Supplied material Block Start

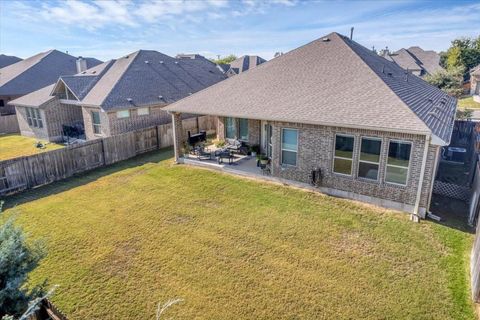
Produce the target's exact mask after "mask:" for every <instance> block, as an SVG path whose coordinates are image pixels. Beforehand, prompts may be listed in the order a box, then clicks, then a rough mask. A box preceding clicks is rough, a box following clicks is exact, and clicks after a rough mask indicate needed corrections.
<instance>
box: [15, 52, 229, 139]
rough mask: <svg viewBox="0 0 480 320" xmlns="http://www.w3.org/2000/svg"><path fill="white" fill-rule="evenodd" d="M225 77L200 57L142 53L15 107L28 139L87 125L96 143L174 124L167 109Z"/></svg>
mask: <svg viewBox="0 0 480 320" xmlns="http://www.w3.org/2000/svg"><path fill="white" fill-rule="evenodd" d="M224 79H226V76H225V75H224V74H223V73H222V72H221V71H220V70H219V69H218V68H217V66H216V65H215V64H214V63H212V62H210V61H209V60H207V59H205V58H204V57H202V56H200V55H189V57H186V56H183V57H178V58H172V57H170V56H167V55H165V54H162V53H160V52H157V51H149V50H140V51H137V52H133V53H131V54H129V55H126V56H124V57H121V58H119V59H117V60H111V61H107V62H105V63H103V64H101V65H98V66H96V67H94V68H91V69H88V70H86V71H84V72H82V73H79V74H76V75H72V76H61V77H60V78H59V79H58V81H57V82H56V84H55V85H53V86H51V87H49V88H50V89H47V88H44V89H42V90H39V91H37V92H33V93H31V94H30V95H26V96H24V97H21V98H19V99H17V100H14V101H12V102H11V104H13V105H15V106H16V109H17V112H18V113H19V114H20V115H21V117H19V125H20V130H21V133H22V134H23V135H29V136H32V135H34V136H36V137H39V138H40V137H41V138H43V139H47V140H50V141H58V140H61V139H62V127H63V126H68V127H74V128H78V127H82V128H84V131H85V138H86V139H87V140H90V139H95V138H98V137H106V136H112V135H116V134H120V133H124V132H128V131H133V130H137V129H140V128H145V127H149V126H154V125H159V124H165V123H169V122H170V121H171V118H170V116H169V115H168V113H167V112H166V111H164V110H163V109H162V108H163V107H165V106H166V105H168V104H170V103H172V102H175V101H177V100H180V99H182V98H184V97H186V96H188V95H190V94H192V93H194V92H197V91H199V90H202V89H204V88H206V87H208V86H210V85H212V84H215V83H217V82H219V81H222V80H224ZM38 118H41V122H39V121H38ZM39 123H41V125H42V127H41V128H39V125H38V124H39Z"/></svg>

Supplied material Block End

__Your task__:
Copy the lines exactly as they appear from the opening of the entries above through the line with "box: [15, 52, 229, 139]", excluding all pictures.

__Answer below__:
Produce the target's exact mask after "mask:" for every <instance> block, as an SVG path whose coordinates are image pixels. Beforehand, prompts may be listed in the order a box, then clicks, then a rough mask. A box preceding clicks is rough, a box following clicks is exact, and clicks after a rough mask indicate needed corrections.
<instance>
box: [15, 52, 229, 139]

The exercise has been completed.